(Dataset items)
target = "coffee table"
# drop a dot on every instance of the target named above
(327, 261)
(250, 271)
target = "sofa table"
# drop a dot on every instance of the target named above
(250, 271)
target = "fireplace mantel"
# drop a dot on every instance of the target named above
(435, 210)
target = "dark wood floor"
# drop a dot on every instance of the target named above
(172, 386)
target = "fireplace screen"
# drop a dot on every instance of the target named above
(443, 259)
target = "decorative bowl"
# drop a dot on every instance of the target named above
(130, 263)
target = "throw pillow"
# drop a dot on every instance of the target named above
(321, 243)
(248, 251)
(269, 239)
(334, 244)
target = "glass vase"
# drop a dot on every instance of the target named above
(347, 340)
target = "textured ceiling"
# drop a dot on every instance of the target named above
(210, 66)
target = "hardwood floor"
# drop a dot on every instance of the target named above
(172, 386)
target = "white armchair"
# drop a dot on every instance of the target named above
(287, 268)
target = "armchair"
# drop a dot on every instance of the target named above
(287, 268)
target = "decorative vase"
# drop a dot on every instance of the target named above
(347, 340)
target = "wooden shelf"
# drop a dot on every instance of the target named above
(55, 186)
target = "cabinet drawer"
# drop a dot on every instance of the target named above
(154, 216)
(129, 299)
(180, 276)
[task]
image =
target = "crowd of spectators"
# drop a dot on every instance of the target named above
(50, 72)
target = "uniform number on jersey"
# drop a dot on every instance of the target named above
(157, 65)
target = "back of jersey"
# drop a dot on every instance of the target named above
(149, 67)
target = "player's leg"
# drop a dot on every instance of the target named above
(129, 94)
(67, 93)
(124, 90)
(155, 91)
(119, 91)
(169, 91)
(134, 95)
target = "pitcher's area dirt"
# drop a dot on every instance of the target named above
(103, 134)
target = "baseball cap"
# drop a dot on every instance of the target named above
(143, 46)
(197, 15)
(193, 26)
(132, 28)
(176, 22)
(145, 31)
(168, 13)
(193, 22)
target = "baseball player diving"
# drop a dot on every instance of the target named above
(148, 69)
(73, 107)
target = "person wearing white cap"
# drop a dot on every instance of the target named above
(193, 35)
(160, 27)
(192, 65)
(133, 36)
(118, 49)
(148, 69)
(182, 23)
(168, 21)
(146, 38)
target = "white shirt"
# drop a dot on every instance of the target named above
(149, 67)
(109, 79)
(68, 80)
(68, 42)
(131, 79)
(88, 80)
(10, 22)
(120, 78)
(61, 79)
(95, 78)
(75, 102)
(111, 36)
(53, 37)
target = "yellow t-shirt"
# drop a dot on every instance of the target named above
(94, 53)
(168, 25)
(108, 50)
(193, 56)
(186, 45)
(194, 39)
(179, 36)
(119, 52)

WHAT YOU HAVE TO DO: Repeat the records above exactly, from the first line to the last.

THE OUTPUT:
target = "coffee table"
# drop a dot on every instance of the target named above
(327, 261)
(250, 271)
target = "sofa table"
# drop a dot on every instance of the target named above
(250, 271)
target = "fireplace mantel"
# drop a dot on every instance of the target named above
(435, 210)
target = "dark wood floor"
# drop a dot on every instance of the target named above
(172, 386)
target = "fireplace screen"
# drop a dot on every instance of the target named above
(443, 259)
target = "decorative bowl"
# drop a dot on every instance of the target named above
(130, 263)
target = "throw pillow"
# drop a dot on every instance of the target named above
(321, 243)
(248, 251)
(269, 239)
(334, 244)
target = "glass vase"
# drop a dot on every instance of the target named above
(347, 340)
target = "textured ceiling"
# drop a dot on every instance of the target named above
(210, 66)
target = "hardwood floor"
# drop a dot on every instance of the target named above
(172, 386)
target = "white armchair"
# drop a dot on every instance of the target named above
(287, 268)
target = "armchair"
# drop a dot on every instance of the target named above
(287, 268)
target = "decorative vase"
# drop a dot on every instance of the target named above
(347, 340)
target = "wooden shelf"
# drop a dot on every instance of the target named above
(55, 186)
target = "cabinet drawer"
# drop a dot on every instance of the target named above
(154, 216)
(129, 299)
(180, 276)
[task]
image =
target = "crowd of spectators"
# drop a dot on every instance of the target named above
(50, 72)
target = "uniform number on jersey"
# drop a dot on every instance of the target named above
(157, 65)
target = "back of jersey"
# drop a dot on every instance of the target named above
(149, 67)
target = "player's leg"
# drop a dot on every instance of the target named above
(129, 94)
(67, 93)
(124, 90)
(155, 91)
(119, 91)
(169, 91)
(134, 95)
target = "pitcher's area dirt"
# drop a dot on every instance of the target named above
(103, 134)
target = "baseball cap"
# drop a dot on every instance of the target named above
(143, 46)
(197, 15)
(193, 26)
(132, 28)
(176, 22)
(145, 31)
(168, 13)
(193, 22)
target = "baseball player diving"
# drop a dot on every instance of the target named above
(148, 69)
(73, 107)
target = "person wearing white cap"
# drop a dot on every instance of the target named above
(193, 35)
(160, 27)
(192, 65)
(133, 36)
(118, 49)
(148, 69)
(182, 23)
(168, 21)
(146, 38)
target = "white shirt"
# drop a dot on every instance of the target named above
(149, 67)
(109, 79)
(68, 80)
(68, 42)
(131, 79)
(88, 80)
(10, 22)
(120, 78)
(61, 79)
(95, 78)
(75, 102)
(111, 36)
(53, 37)
target = "yellow t-shirt"
# drop a dot on every instance of the target named above
(94, 53)
(168, 25)
(108, 50)
(193, 56)
(186, 45)
(194, 39)
(179, 36)
(119, 52)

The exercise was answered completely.